* [SOURCE DOCUMENT]:
The creator and first warden of the college was the Rev. Sir Frederick Arthur Gore Ouseley, Bart., Mus.Doc, who was also Vicar of the newly-created parish and, later Precentor of Hereford Cathedral.

There were only eight Masonic Lodges in the Province of Worcestershire at that time, the most accessible of which to Tenbury Freemasons were Hope and Charity of Kidderminster and Stability of Stourbridge, though a longer rail journey permitted a visit to Worcester No280 and Semper Fidelis. Ludlow's Lodge of the Marches No.611 necessitated a journey of only ten miles and Hereford's Palladian No.120 might be host to W. Bro. Ouseley. The founding in 1861 of the Royal Edward Lodge No.892 at Leomister, only nine miles distant from Tenbury, no doubt prompted the Reverand gentlemen and friends to seek support for a Worcestershire Lodge in the inland watering town. The petitioners, ten in number.

Thus it was that on Saturday, April 21st 1866, the Lodge of St. Michael No.1097 was consecrated by the R.W. Bro. Albert Hudson Royds, Provincial Grand Master, assisted by his Deputy, W. Bro. John Barber, M.A. The meeting took place in the local Corn Exchange.

For the first 42 years the Lodge headquarters were in the Swan and, as it stands beyond the north end of the Teme bridge and so is situated in the administrative county of Shropshire, permission of the Provincial Grand Master of North Wales and Salop had to be sought. This was readily granted, though until such arrangement had been completed, the first two regular meetings were held in the Corn Exchange.

The Lodge now possesses its own premises in Church Street. In 1907 the building was purchased for £440 and during the next two years was, at a further cost of £600, adapted as a Masonic Hall with the necessary kitchen, dining and robing rooms, in addition to living quarters for the caretaker. The cost of alterations and decoration was borne by a £250 donation from W. Bro. G.R. Godson, sums contributed by the remaining Brethren and a bank loan. Extra furniture was also provided. This was quite an achievement for such a small Lodge as it was at that time. The building had previously been divided into a parish hall, a private school and the Black Crow public house. The first meeting in their own Temple took place on 28th January 1909.

* [THE DATA]:

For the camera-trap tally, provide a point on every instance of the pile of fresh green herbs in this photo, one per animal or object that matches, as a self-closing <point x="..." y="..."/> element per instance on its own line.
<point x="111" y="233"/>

* [TASK REQUIREMENTS]: Rewrite the lodge history from "The creator and" to "of Hereford Cathedral.", changing "Vicar" to "Rector". The data above is separate material, unrelated to the lodge history.

* [EXERCISE RESULT]:
The creator and first warden of the college was the Rev. Sir Frederick Arthur Gore Ouseley, Bart., Mus.Doc, who was also Rector of the newly-created parish and, later Precentor of Hereford Cathedral.